Any thoughts on the wedge? 1/2"x9" flat iron strong enough? If not what would you suggest? 1"x? I'm thinking 14" tall, Is that too much strain on the wedge?


----------



## wndwlkr (Jan 10, 2013)

1-1/2" would be ideal with the size you're wanting, make it long enough to set it 5" down in your beam and weld it in & then box in the end of your beam. that will be very strong! :msp_thumbup:


----------



## Rattler05.5 (Jan 10, 2013)

I was hoping to make it an adjustable wedge so it would go all the way through the 10" beam and 12-14" above the beam. Could I laminate 3 pieces of the 1/2" to make 1 1/2"? I know it's not the same as 1 1/2". 

hmmmm


----------



## jags (Jan 10, 2013)

Rattler05.5 said:


> I was hoping to make it an adjustable wedge so it would go all the way through the 10" beam and 12-14" above the beam. Could I laminate 3 pieces of the 1/2" to make 1 1/2"? I know it's not the same as 1 1/2".
------------------------------
ACTIONS TO TAKE:
1. Count the lines in the records that contain the string "goose", and give only that number.
2. Write what comes next in the forum thread about the wedge, picking up after its last line.
------------------------------
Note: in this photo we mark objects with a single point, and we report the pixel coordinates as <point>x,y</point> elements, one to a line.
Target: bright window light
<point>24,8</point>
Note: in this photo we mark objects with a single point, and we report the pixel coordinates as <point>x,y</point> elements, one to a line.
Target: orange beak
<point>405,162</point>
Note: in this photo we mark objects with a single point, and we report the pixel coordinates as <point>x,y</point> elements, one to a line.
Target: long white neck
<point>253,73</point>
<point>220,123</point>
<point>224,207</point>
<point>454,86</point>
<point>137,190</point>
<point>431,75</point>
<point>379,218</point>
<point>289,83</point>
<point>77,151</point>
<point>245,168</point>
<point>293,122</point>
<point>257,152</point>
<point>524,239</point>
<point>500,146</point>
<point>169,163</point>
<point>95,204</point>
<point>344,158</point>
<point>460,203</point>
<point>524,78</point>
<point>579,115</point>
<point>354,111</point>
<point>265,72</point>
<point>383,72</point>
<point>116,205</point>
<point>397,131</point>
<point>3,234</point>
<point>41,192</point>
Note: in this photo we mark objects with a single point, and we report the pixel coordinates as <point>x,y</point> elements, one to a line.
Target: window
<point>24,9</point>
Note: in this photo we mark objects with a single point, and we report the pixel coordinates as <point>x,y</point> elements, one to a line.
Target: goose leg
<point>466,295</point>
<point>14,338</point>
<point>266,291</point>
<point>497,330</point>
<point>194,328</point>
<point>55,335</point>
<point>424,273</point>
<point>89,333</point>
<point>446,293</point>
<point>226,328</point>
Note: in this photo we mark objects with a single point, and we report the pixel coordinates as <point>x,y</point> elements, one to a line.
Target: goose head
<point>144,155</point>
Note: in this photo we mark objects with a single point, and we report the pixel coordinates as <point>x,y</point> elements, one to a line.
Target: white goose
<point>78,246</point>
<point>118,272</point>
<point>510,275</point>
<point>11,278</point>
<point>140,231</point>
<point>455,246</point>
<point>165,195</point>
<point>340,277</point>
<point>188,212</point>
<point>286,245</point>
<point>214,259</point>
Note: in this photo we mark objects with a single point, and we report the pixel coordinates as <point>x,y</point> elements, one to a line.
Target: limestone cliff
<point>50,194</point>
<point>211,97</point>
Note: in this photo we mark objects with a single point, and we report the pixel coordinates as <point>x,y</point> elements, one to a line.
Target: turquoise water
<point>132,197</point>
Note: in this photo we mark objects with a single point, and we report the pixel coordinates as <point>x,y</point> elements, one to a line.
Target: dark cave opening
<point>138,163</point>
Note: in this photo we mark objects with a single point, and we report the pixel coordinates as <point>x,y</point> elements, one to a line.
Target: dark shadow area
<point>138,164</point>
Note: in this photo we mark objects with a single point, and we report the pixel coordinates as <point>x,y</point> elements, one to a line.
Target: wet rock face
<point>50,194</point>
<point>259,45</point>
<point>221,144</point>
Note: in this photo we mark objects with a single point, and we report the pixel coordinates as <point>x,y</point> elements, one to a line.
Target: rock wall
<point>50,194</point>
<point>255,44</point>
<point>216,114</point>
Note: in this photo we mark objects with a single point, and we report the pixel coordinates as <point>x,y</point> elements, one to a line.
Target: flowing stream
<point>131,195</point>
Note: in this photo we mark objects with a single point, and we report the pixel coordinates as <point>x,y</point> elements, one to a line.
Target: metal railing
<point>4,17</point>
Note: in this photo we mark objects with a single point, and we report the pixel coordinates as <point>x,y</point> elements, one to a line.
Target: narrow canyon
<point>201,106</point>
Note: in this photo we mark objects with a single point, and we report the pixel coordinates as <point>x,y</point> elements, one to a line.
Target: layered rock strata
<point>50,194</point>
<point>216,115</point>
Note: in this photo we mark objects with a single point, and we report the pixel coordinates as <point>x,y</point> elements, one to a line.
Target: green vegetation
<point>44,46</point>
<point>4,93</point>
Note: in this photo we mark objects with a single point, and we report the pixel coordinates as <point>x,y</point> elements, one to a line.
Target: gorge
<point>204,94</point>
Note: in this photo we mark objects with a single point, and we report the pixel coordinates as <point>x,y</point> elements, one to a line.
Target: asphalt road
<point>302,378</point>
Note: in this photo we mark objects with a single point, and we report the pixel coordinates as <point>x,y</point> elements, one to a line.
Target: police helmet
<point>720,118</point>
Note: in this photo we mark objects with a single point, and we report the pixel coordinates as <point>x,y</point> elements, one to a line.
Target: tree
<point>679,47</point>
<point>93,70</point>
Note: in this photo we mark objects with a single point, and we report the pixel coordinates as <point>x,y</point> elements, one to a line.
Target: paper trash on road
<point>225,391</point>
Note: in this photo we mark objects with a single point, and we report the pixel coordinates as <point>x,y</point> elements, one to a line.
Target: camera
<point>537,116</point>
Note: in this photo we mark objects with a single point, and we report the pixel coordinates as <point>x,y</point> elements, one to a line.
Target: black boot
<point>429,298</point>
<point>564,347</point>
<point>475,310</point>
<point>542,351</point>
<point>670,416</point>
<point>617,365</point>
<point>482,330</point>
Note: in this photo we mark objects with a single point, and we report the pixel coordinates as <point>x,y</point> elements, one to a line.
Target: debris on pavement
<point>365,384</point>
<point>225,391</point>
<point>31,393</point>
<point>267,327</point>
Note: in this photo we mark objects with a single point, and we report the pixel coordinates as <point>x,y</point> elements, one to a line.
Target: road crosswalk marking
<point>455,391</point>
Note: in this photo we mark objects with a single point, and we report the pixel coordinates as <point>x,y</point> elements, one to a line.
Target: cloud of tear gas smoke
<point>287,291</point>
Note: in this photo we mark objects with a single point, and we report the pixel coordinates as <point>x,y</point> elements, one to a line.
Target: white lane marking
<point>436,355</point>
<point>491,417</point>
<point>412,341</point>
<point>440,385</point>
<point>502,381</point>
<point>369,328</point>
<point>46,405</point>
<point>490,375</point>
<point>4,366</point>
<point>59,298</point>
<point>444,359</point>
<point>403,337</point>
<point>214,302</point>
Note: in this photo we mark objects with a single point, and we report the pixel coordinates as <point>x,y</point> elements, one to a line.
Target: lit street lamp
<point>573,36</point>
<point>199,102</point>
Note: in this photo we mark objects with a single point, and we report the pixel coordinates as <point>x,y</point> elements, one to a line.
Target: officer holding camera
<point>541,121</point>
------------------------------
FINAL RESULTS:
1. 3

2.
> 
> hmmmm



For an adjustable wedge I would highly recommend taking a look at the design of the timberwolf splitters. They are the most straight forward and proven adjustable wedge design that I know of. If it were me, I would emulate what they are doing. Just one dudes opinion.


----------



## merlynr (Jan 10, 2013)

This may be helpful. The bracket was bought from northern tools. I aligned everything up before I drilled holes etc. Been working for 4 years now.


----------



## Rattler05.5 (Jan 11, 2013)

jags said:


> For an adjustable wedge I would highly recommend taking a look at the design of the timberwolf splitters. They are the most straight forward and proven adjustable wedge design that I know of. If it were me, I would emulate what they are doing. Just one dudes opinion.



Thanks jags, that looks like a very strong wedge and I can use the material that I have.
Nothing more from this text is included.